• Task brief: Rewrite the records starting at the line that contains "mountain you can find." and ending after the line that contains "(217, 84), (282, 121)". Replace "gray cloud" with "storm cloud" and leave all else as it stands. Return only those lines.

-- start --

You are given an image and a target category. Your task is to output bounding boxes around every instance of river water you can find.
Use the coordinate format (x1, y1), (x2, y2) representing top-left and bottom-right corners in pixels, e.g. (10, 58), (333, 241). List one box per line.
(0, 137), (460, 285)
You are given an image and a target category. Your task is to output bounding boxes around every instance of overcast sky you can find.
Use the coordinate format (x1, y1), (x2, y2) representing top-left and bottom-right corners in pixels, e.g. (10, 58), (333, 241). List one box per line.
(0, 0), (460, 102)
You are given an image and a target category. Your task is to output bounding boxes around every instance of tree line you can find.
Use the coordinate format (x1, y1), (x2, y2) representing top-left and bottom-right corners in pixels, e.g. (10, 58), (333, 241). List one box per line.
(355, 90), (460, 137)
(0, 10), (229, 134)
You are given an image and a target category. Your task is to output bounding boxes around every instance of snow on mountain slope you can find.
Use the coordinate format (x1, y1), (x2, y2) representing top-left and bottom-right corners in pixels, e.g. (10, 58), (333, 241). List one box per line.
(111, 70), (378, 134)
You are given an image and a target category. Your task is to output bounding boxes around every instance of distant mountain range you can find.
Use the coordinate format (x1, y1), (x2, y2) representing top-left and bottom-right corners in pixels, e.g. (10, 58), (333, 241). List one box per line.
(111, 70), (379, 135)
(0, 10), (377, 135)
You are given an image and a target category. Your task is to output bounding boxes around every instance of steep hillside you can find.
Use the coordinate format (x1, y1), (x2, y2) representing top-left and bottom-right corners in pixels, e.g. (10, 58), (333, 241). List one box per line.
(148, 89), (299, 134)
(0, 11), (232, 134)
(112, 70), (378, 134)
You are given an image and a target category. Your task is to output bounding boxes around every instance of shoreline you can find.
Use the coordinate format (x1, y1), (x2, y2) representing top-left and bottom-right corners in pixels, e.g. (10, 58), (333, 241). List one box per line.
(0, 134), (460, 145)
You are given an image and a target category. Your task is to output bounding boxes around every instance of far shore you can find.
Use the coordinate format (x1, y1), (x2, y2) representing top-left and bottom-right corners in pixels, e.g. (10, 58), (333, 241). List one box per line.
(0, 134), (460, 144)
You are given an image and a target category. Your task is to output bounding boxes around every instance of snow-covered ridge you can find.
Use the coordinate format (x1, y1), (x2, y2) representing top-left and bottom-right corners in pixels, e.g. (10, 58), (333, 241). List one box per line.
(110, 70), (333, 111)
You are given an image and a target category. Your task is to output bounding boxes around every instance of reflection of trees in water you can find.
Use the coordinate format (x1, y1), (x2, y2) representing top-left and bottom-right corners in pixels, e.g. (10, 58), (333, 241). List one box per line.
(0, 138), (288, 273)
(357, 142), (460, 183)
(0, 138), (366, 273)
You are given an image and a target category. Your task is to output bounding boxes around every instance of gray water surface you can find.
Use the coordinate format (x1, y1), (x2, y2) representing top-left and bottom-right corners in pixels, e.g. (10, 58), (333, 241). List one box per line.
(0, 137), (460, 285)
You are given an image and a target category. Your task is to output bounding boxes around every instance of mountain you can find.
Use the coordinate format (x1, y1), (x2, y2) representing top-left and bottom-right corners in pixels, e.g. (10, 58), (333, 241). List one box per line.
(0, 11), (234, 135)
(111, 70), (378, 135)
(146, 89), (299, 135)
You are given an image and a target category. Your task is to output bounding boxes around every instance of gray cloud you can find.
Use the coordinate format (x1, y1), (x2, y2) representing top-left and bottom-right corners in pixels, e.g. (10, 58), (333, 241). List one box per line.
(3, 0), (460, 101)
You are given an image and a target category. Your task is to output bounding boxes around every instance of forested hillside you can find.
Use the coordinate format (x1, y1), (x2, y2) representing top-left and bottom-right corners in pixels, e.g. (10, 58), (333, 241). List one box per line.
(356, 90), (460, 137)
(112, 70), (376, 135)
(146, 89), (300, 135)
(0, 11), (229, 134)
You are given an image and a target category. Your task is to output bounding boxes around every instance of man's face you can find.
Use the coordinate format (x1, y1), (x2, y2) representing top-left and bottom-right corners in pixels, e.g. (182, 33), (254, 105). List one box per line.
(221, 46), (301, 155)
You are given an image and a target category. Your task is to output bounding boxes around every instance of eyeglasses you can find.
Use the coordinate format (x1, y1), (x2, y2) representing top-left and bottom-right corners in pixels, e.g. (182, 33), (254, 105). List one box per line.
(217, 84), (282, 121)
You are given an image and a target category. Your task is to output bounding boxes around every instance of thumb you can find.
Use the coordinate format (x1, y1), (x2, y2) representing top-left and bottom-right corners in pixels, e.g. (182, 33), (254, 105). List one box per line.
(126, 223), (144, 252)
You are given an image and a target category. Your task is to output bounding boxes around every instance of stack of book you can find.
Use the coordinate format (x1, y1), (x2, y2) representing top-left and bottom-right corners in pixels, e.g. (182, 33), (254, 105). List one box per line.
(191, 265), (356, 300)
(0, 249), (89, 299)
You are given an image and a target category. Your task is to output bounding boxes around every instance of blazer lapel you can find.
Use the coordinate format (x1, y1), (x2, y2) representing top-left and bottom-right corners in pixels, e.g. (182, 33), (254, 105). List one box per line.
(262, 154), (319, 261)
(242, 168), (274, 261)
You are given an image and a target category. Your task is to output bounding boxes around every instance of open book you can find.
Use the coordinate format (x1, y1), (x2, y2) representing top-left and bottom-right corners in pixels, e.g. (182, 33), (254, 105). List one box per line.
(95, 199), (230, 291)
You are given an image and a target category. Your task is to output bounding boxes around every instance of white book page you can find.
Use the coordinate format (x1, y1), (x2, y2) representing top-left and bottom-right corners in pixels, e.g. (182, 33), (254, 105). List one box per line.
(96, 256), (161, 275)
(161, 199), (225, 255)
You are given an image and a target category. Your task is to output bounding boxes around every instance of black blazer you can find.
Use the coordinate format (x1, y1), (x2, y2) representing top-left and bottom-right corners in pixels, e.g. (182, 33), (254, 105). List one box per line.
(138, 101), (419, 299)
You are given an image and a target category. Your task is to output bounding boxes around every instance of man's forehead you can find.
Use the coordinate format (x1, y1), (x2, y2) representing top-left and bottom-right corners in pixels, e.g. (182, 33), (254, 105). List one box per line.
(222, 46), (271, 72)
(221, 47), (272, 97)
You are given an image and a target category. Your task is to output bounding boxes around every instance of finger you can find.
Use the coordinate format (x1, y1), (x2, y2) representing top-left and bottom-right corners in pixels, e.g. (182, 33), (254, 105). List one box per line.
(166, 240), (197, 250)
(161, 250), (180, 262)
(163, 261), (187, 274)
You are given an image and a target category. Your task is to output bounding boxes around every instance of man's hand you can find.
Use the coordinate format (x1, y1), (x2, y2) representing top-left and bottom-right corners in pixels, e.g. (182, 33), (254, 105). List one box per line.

-- end --

• Finished exercise:
You are given an image and a target category. Your task is to output bounding boxes around every instance of mountain you can find.
Use the coordinate format (x1, y1), (x2, y2) representing top-left and bottom-right corners in pixels, e.g. (10, 58), (333, 241). List one box per line.
(0, 11), (234, 135)
(111, 70), (378, 135)
(146, 89), (299, 135)
You are given an image and a target category. Your task is to output bounding boxes around every instance of storm cloud you can find.
Use the coordinate format (x1, y1), (x2, y2) representing top-left and bottom-right corners in pixels, e.g. (10, 58), (333, 241). List one box per line.
(3, 0), (460, 101)
You are given an image and a target category. Your task is to output bounding boxes around every instance of forested hillside you can find.
Use the coordinate format (x1, y1), (x2, y2) representing top-left and bottom-right corners in pixels, e.g. (10, 58), (333, 241). List one box per line.
(356, 90), (460, 137)
(112, 70), (376, 135)
(146, 89), (300, 135)
(0, 11), (229, 134)
You are given an image and a target category. Your task is to output bounding boxes around every instance of man's face you can find.
Use the coordinate format (x1, y1), (x2, y2) representing top-left and bottom-right corners in pixels, e.g. (182, 33), (254, 105). List one box per line.
(221, 46), (301, 155)
You are given an image and a target category. Your task is to output bounding boxes around every instance of eyeglasses you can find.
Use the coordinate format (x1, y1), (x2, y2) representing top-left and bottom-right corners in pixels, e.g. (182, 33), (254, 105). List one box per line.
(217, 84), (282, 121)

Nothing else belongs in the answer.